**Directions**:
Rewrite the data from the line containing "[indicate] the grassy" through the end of the data, inclusive, as a two-column CSV with the headers instruction and result. Give one row for each request, with its text and its answer each in a single quoted field and line breaks replaced by spaces.
[start of Extracted material]
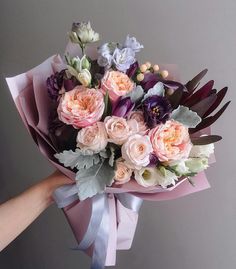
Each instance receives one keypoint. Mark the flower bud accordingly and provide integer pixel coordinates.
(84, 77)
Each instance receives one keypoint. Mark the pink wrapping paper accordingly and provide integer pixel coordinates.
(31, 99)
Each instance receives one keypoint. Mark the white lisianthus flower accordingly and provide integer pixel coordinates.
(84, 32)
(179, 167)
(196, 165)
(203, 151)
(152, 176)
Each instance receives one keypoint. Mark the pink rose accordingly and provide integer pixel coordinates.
(81, 107)
(117, 84)
(170, 141)
(136, 151)
(122, 173)
(92, 137)
(119, 129)
(139, 117)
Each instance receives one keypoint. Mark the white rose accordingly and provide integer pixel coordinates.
(179, 167)
(119, 129)
(152, 176)
(93, 137)
(202, 151)
(122, 173)
(136, 151)
(197, 165)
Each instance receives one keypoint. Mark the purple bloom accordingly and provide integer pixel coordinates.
(123, 107)
(54, 84)
(156, 110)
(132, 70)
(153, 160)
(132, 43)
(56, 81)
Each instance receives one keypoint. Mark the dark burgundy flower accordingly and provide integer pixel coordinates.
(56, 81)
(54, 84)
(156, 110)
(123, 107)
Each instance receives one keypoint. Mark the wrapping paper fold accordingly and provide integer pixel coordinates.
(31, 99)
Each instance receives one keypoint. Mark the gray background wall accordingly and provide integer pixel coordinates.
(197, 231)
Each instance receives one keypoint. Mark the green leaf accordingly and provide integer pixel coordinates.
(112, 156)
(207, 139)
(94, 180)
(186, 116)
(79, 159)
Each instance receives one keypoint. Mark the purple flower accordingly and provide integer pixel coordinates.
(123, 107)
(132, 43)
(123, 58)
(56, 81)
(156, 110)
(54, 84)
(153, 160)
(132, 70)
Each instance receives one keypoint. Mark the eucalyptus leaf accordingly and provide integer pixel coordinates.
(186, 116)
(158, 89)
(94, 180)
(78, 159)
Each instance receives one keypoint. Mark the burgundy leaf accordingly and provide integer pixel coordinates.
(220, 96)
(175, 98)
(202, 93)
(210, 120)
(202, 106)
(191, 85)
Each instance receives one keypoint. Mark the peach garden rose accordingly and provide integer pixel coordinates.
(122, 173)
(119, 129)
(92, 137)
(136, 151)
(117, 84)
(81, 107)
(170, 141)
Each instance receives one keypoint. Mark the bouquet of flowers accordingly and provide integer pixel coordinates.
(121, 131)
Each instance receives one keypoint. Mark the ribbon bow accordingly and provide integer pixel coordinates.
(108, 224)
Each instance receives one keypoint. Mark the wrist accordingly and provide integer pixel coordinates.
(52, 182)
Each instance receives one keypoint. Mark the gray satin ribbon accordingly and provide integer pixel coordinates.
(98, 228)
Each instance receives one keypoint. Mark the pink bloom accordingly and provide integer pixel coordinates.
(139, 117)
(92, 137)
(81, 107)
(170, 141)
(122, 173)
(117, 84)
(119, 129)
(136, 151)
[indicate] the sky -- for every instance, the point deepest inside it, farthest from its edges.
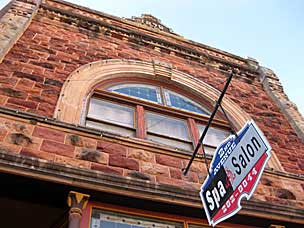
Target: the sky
(271, 31)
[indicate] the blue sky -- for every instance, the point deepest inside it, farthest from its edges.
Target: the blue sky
(271, 31)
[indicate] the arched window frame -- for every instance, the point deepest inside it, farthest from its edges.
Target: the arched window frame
(145, 110)
(71, 109)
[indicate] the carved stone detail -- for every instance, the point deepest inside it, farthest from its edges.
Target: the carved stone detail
(151, 22)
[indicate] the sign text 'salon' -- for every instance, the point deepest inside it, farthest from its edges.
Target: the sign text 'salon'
(235, 170)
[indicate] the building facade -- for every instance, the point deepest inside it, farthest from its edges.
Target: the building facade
(100, 114)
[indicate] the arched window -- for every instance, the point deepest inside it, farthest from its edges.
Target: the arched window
(153, 112)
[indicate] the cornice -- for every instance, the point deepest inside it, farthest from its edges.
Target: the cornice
(209, 57)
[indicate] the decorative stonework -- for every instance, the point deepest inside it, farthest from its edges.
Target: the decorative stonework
(202, 54)
(15, 22)
(71, 108)
(274, 88)
(151, 22)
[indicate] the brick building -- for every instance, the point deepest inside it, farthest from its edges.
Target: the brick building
(104, 113)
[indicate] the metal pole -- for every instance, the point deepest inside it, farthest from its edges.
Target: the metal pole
(185, 170)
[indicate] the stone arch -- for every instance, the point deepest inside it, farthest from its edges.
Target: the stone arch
(82, 81)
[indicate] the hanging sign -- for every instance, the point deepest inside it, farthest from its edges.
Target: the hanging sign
(235, 170)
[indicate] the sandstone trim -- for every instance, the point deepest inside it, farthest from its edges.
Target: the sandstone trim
(14, 22)
(206, 56)
(274, 88)
(71, 108)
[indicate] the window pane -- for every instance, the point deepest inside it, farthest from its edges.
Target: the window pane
(167, 126)
(112, 113)
(111, 128)
(107, 219)
(178, 101)
(145, 92)
(214, 136)
(170, 142)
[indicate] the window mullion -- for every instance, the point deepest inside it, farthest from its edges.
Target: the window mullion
(194, 133)
(140, 122)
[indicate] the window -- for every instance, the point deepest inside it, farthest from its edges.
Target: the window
(153, 112)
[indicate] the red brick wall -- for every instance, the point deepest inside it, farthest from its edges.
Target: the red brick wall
(33, 72)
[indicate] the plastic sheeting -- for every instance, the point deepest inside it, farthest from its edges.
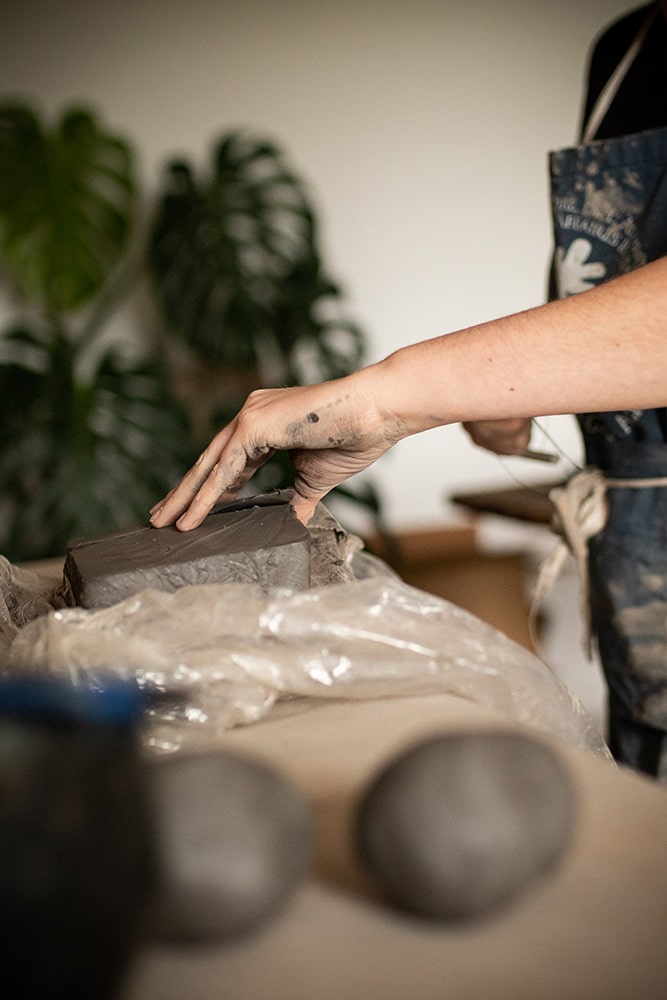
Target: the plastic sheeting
(222, 655)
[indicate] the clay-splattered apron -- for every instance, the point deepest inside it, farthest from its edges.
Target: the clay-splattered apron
(609, 204)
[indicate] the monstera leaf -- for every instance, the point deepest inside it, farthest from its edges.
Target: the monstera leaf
(236, 264)
(80, 457)
(66, 204)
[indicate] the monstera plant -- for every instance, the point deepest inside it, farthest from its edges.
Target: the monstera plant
(235, 257)
(88, 439)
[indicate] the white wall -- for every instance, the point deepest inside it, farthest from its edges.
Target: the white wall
(423, 128)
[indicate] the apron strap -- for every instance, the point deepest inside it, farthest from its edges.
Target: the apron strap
(609, 91)
(580, 512)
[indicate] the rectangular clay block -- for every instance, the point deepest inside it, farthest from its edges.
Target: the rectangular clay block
(256, 540)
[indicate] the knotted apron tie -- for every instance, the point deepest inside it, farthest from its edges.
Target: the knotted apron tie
(580, 512)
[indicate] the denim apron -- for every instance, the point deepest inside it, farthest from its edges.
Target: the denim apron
(609, 208)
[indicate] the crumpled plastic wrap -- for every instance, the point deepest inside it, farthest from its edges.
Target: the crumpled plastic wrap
(24, 596)
(222, 655)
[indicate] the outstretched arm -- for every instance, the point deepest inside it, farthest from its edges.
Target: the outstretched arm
(602, 349)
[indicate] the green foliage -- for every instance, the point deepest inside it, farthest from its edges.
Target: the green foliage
(85, 446)
(66, 205)
(237, 267)
(89, 441)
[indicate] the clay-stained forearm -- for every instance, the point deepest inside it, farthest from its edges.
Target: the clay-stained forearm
(602, 349)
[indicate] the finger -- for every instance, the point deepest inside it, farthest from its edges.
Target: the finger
(181, 496)
(223, 484)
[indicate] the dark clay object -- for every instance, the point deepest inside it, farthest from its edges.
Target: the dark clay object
(259, 540)
(462, 823)
(233, 841)
(75, 841)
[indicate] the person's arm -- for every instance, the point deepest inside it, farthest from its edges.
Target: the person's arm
(602, 349)
(510, 436)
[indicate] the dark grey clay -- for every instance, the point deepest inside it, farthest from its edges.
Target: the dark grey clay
(460, 824)
(233, 841)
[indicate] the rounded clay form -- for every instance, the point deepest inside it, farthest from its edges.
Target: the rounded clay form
(234, 840)
(461, 823)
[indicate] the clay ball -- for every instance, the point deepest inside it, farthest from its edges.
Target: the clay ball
(234, 840)
(462, 823)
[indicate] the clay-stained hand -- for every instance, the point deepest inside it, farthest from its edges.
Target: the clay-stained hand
(510, 436)
(332, 430)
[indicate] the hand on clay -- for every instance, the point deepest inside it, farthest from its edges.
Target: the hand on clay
(510, 436)
(332, 430)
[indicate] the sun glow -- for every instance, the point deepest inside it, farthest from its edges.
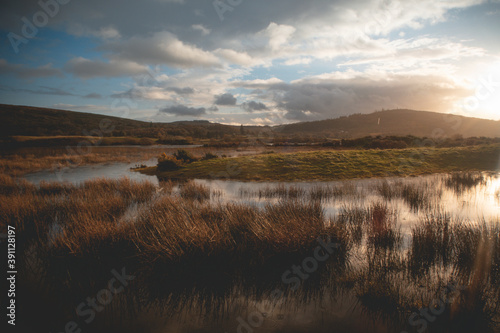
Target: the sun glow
(488, 92)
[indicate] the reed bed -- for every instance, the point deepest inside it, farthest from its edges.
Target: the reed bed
(180, 241)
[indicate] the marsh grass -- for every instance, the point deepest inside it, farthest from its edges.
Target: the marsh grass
(464, 181)
(189, 251)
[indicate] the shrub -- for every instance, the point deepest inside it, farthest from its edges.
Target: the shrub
(209, 156)
(168, 163)
(184, 156)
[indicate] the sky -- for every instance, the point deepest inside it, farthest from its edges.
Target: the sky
(251, 62)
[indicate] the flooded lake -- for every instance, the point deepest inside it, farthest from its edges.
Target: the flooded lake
(374, 289)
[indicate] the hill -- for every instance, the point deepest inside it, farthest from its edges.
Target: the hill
(397, 122)
(33, 121)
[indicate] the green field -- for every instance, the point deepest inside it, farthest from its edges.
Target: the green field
(345, 164)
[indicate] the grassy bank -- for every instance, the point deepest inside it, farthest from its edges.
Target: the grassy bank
(182, 247)
(330, 165)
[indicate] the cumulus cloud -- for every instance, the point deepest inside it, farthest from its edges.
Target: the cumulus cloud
(203, 30)
(182, 110)
(253, 106)
(163, 48)
(93, 95)
(24, 72)
(86, 68)
(225, 99)
(329, 97)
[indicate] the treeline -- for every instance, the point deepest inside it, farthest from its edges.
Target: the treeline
(409, 141)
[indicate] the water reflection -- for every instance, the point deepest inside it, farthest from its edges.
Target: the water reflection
(406, 247)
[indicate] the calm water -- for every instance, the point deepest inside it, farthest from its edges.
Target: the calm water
(207, 300)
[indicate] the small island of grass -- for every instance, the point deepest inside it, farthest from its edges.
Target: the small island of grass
(331, 165)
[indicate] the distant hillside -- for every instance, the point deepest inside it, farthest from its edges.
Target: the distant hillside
(18, 120)
(397, 122)
(32, 121)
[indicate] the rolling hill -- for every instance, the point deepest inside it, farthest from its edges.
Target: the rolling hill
(397, 122)
(33, 121)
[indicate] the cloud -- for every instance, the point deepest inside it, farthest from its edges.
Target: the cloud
(279, 34)
(338, 94)
(86, 68)
(41, 90)
(23, 72)
(163, 48)
(198, 27)
(225, 99)
(105, 33)
(253, 106)
(93, 95)
(182, 110)
(181, 91)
[end of Extracted material]
**Solution to this problem**:
instruction,result
"[indicate] the grassy bank -- for every instance, the point deepest inside it, farthest from its edges. Target: the grassy bank","(182, 247) (330, 165)"
"[indicate] the cumulus cloud -- for every instance, the point deepest inside it, farthest from its edges. Target: the cumulus cloud","(203, 30) (182, 110) (253, 106) (163, 48) (93, 95) (24, 72) (86, 68) (225, 99) (329, 97)"
"[indicate] the treeline -- for every instance, the point deepest inside it, farthest from its edges. Target: the treeline","(409, 141)"
"[indicate] the water reflection -- for every instance, the point deepest inside it, farthest from its edges. Target: the water reflection","(406, 247)"
"[indicate] the calm water -- for every instance, the point deepest inside it, farthest from its edges. Target: the calm water","(207, 300)"
"[indicate] the small island of grass -- for every instance, the point deepest inside it, farthest from its edges. Target: the small island of grass","(331, 165)"
"[indicate] the distant hillside -- for every instance, the point deepest inside it, farthest from its edges. Target: the distant hillside","(18, 120) (397, 122) (32, 121)"
"[indicate] the rolling hill -- for every instance, the point deepest inside it, farthest from its edges. Target: the rolling hill","(397, 122) (33, 121)"
"[indicate] the cloud -- for every instance, the point deepest inside it, farthest from its edges. Target: the cloud","(279, 34) (338, 94) (86, 68) (41, 90) (23, 72) (163, 48) (198, 27) (225, 99) (105, 33) (253, 106) (93, 95) (182, 110) (181, 91)"